■ EXERCISE GOAL ■
Copy out the records below exactly as they appear.

■ DATA ■
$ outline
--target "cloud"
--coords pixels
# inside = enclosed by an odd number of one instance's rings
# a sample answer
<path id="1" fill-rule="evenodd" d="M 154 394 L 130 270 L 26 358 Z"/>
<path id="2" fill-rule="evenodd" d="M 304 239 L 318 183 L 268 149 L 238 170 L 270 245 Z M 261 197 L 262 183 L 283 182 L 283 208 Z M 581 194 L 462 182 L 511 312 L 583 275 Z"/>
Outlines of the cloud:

■ SOLUTION TO THIS TASK ■
$ outline
--target "cloud"
--coords pixels
# inside = enclosed by an odd number of one instance's rings
# a sample answer
<path id="1" fill-rule="evenodd" d="M 154 394 L 130 270 L 26 358 Z"/>
<path id="2" fill-rule="evenodd" d="M 304 239 L 318 183 L 268 149 L 238 170 L 270 245 Z M 261 197 L 262 183 L 283 182 L 283 208 Z M 581 194 L 462 182 L 511 312 L 583 275 Z"/>
Outlines of the cloud:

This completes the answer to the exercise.